> [Dataset rows]
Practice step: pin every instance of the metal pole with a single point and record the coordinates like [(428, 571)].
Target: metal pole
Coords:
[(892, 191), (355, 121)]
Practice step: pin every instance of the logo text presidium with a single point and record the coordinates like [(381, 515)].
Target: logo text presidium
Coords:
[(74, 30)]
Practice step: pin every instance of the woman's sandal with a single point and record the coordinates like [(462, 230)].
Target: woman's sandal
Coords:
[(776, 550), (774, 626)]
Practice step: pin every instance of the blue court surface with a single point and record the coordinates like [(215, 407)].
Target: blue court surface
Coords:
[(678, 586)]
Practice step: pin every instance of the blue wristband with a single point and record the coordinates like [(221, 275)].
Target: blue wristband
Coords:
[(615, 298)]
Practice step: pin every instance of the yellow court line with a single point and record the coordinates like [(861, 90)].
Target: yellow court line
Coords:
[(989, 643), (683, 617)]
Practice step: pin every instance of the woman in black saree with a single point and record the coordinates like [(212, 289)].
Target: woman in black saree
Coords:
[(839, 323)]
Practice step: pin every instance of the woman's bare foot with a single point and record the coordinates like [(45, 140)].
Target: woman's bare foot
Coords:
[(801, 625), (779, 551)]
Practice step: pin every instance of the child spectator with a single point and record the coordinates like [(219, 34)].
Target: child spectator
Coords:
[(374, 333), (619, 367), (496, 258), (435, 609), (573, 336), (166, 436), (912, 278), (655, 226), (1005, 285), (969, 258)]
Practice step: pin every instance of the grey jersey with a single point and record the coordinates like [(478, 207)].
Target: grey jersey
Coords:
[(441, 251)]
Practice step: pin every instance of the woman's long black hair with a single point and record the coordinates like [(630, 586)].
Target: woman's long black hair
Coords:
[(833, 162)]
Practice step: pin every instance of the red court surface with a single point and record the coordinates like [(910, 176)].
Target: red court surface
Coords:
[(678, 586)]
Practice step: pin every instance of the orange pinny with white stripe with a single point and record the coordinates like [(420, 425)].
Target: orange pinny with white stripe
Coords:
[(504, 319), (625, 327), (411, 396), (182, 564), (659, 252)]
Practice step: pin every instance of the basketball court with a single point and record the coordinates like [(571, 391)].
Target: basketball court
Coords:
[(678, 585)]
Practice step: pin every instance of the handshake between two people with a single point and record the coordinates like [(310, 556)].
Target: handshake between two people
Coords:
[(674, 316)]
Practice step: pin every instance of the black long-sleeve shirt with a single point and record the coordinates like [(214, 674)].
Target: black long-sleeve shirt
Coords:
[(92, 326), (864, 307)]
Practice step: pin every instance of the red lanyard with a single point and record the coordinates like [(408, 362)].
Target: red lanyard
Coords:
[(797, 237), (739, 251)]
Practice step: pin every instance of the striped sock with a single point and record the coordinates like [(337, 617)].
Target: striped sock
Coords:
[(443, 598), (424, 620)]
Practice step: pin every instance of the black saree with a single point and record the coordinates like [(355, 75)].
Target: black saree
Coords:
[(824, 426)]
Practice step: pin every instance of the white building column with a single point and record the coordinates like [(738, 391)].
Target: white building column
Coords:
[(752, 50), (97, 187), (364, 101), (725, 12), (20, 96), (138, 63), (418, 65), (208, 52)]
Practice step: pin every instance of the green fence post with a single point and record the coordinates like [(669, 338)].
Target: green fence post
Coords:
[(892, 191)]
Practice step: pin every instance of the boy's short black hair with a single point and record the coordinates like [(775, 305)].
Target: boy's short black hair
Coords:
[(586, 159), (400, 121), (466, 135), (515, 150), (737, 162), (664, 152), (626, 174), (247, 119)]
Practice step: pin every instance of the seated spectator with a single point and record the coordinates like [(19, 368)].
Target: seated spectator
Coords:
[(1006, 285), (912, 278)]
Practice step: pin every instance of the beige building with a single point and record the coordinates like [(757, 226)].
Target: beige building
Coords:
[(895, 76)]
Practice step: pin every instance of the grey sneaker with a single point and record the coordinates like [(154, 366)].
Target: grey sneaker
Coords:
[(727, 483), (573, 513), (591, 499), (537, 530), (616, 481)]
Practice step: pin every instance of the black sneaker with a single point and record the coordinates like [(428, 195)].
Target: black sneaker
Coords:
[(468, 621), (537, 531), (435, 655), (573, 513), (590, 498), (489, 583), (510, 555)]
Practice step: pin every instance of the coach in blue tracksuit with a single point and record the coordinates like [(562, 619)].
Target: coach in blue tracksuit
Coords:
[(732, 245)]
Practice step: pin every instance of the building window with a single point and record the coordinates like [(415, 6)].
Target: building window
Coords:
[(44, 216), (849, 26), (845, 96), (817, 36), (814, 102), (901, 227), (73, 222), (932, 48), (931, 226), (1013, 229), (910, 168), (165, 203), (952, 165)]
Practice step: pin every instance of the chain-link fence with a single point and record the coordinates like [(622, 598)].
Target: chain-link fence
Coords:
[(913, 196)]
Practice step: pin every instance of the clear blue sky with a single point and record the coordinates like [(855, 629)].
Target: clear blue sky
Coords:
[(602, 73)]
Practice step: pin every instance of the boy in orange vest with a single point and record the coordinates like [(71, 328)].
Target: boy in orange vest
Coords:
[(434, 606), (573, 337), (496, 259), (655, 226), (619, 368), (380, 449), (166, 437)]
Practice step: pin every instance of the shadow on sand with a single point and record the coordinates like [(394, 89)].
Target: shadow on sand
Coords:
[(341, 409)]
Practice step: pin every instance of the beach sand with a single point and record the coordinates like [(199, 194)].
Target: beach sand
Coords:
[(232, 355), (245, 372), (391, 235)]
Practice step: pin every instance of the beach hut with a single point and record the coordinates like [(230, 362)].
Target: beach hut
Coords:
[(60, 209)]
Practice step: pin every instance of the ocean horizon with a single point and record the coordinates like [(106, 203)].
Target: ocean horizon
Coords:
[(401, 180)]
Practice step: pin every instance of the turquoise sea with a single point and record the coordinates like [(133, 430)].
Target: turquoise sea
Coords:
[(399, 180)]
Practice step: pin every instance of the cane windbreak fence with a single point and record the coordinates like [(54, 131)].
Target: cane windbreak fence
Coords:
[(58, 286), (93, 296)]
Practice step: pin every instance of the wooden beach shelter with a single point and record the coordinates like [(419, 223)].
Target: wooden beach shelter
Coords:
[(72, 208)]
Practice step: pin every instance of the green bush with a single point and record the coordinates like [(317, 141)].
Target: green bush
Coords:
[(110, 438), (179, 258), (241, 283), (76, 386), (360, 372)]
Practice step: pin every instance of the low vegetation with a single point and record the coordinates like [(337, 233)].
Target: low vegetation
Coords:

> [Directions for this task]
From the preceding material, extract every line exactly.

> [Exercise result]
Practice step: pin every instance of the metal pole with a single point and record the coordinates like [(428, 571)].
Target: metal pole
Coords:
[(892, 191), (355, 121)]
Practice step: pin every instance of the logo text presidium with a single point and record the coordinates like [(381, 515)].
Target: logo text presidium
Coords:
[(74, 30)]
Practice step: pin every instance of the woman's sandal with a single point and record the coordinates like [(462, 230)].
Target: woman's sandal
Coords:
[(776, 550), (774, 626)]
Practice step: pin every instance of the blue court surface with a single point and record the coordinates like [(215, 407)].
Target: blue court surface
Coords:
[(678, 586)]
Practice step: pin every instance of the blue wristband with a single point and record the coordinates like [(221, 275)].
Target: blue wristband
Coords:
[(615, 298)]
Practice step: pin every instance of the yellow court line with a single point and record the coordinates like [(861, 90)].
Target: yellow court line
Coords:
[(989, 643), (683, 617)]
Practice step: pin every instance of the woman in black saree with a single point and record the coordinates like [(212, 289)].
Target: woman in black saree
Coords:
[(839, 323)]
Practice step: pin every instance of the woman's bare foot with a single point and record the coordinates like [(45, 140)].
Target: woman's bare foot
Coords:
[(801, 625), (779, 551)]
Practice step: pin every instance of the child spectator with a single point and record the coordinates like [(219, 34)].
Target: child spectator
Coords:
[(374, 333), (619, 367), (496, 258), (435, 609), (573, 336), (166, 436), (912, 278), (655, 226), (1005, 285), (969, 258)]
Practice step: pin every instance of the grey jersey with a single point and record the coordinates like [(478, 207)].
Target: grey jersey
Coords:
[(441, 251)]
Practice step: pin every instance of the woman's long black hair with a single point and record the coordinates like [(630, 586)].
Target: woman's long black hair
Coords:
[(833, 162)]
Practice step: pin every instance of the red court surface with a single point and record the coordinates like [(910, 176)].
Target: red court surface
Coords:
[(678, 586)]
Practice step: pin every instance of the orange pinny with white stripe with a single point and record the coordinates like [(420, 425)].
Target: orange pinny with white stripe
Coords:
[(504, 319), (625, 327), (411, 396), (182, 564), (659, 252)]
Practice step: pin every instance of the basketball court with a single point and record the coordinates like [(571, 391)].
Target: basketball court
Coords:
[(678, 585)]
Practice step: pin every instance of the handshake between two people with a single point and record the coordinates like [(310, 556)].
Target: handshake between two people
Coords:
[(674, 316)]
Practice step: pin every instance of the black long-sleeve shirt with a single point and record the coordinates like [(214, 674)].
Target: black long-sleeve shirt
Coords:
[(92, 326), (864, 307)]
Practice step: pin every instance of the red lanyard with a single point and record the coordinates like [(408, 362)].
Target: red lanyard
Coords:
[(797, 237), (739, 251)]
Practice step: pin every instance of the striped sock with a single point and record the coordinates like [(337, 617)].
Target: striped sock
Coords:
[(443, 598), (424, 620)]
Practice step: pin every instance of the black saree with a single point and record the coordinates like [(355, 75)].
Target: black saree
Coords:
[(824, 426)]
Practice step: pin every instance of the white building column with a single point and record the coordinates like [(738, 391)].
Target: white building column
Coords:
[(752, 50), (97, 187), (364, 101), (725, 12), (20, 96), (138, 63), (418, 65), (208, 52)]
Practice step: pin every instance of the green fence post with a single point and record the coordinates like [(669, 338)].
Target: green fence post
Coords:
[(892, 191)]
Practice step: pin every instance of the boy's short black hair with a single point and record the coordinates like [(775, 305)].
Target: boy's short black hair
Coords:
[(586, 159), (400, 121), (466, 135), (515, 150), (737, 162), (664, 152), (626, 174), (247, 119)]
Practice step: pin every instance of the seated spectator with a single point and record the coordinates like [(19, 368)].
Target: seated spectator
Coords:
[(1006, 285), (912, 278)]
Practice step: pin every instance of the beige building with a single point and record the coordinates like [(757, 226)].
Target: beige building
Coords:
[(895, 76)]
Practice step: pin every instance of the grey sneaker with a single point and record the coordinates like [(154, 366)].
Target: grey sneaker
Coords:
[(727, 483), (573, 513), (591, 499), (537, 530), (616, 481)]
Practice step: pin every instance of the black sneaker with a single point and record the coordinates like [(428, 195)].
Target: black sneaker
Coords:
[(468, 621), (537, 531), (435, 655), (573, 513), (590, 498), (489, 583), (510, 555)]
Practice step: pin every instance of the coach in blue tracksuit with a single point and record the coordinates like [(562, 619)].
Target: coach in blue tracksuit
Coords:
[(732, 245)]
Practice step: pin every instance of the building window with a single point and record the coordinates like [(415, 6)].
Target: building window
Coords:
[(44, 216), (849, 26), (845, 96), (817, 36), (814, 102), (901, 227), (73, 222), (932, 48), (931, 226), (1013, 229), (910, 168), (165, 203), (952, 165)]
Practice step: pin every instance of the chain-link fence with a single point and record the coordinates like [(622, 598)].
Target: chain-link fence
Coords:
[(913, 196)]
Practice step: pin every instance of the clear blue sky with a single point and record the coordinates like [(855, 629)].
Target: clear blue sky
Coords:
[(602, 73)]
Practice step: pin every instance of the boy in orange vest with a single point and record the coordinates like [(71, 328)].
Target: boy in orange vest
Coords:
[(434, 606), (573, 337), (496, 259), (655, 226), (619, 368), (380, 449), (166, 437)]
Practice step: pin every instance of the shadow on sand with a single point and record the coordinates like [(394, 89)].
Target: shadow on sand
Coords:
[(341, 409)]
Practice step: pin every instance of the beach sand with a single point and record the coordinates like [(199, 194)].
Target: beach sand
Coords:
[(232, 355), (245, 372), (391, 235)]
Practice step: pin every instance of the beach hut with a single point and record the coordinates like [(230, 362)].
Target: beach hut
Coords:
[(60, 209)]
Practice step: pin every instance of the ocean horizon with a single point and record the coordinates like [(106, 203)].
Target: ocean horizon
Coords:
[(401, 180)]
Practice step: pin every instance of the turquoise sea with a single point and record the coordinates like [(133, 430)].
Target: turquoise sea
Coords:
[(399, 180)]
Practice step: pin every instance of the cane windbreak fence with a single point and record the coordinates like [(54, 131)].
Target: cane windbreak fence
Coords:
[(58, 286), (93, 296)]
Practice step: pin every instance of the wooden beach shelter with a single point and record the coordinates like [(419, 223)].
Target: wooden beach shelter
Coords:
[(72, 208)]
Practice step: pin every instance of the green bush with a single point and record the coordinates like [(317, 141)].
Target: green bush
Coords:
[(110, 438), (179, 258), (241, 283), (76, 386), (360, 372)]
Practice step: pin every instance of the low vegetation with a single point and record the coordinates like [(337, 233)].
Target: low vegetation
Coords:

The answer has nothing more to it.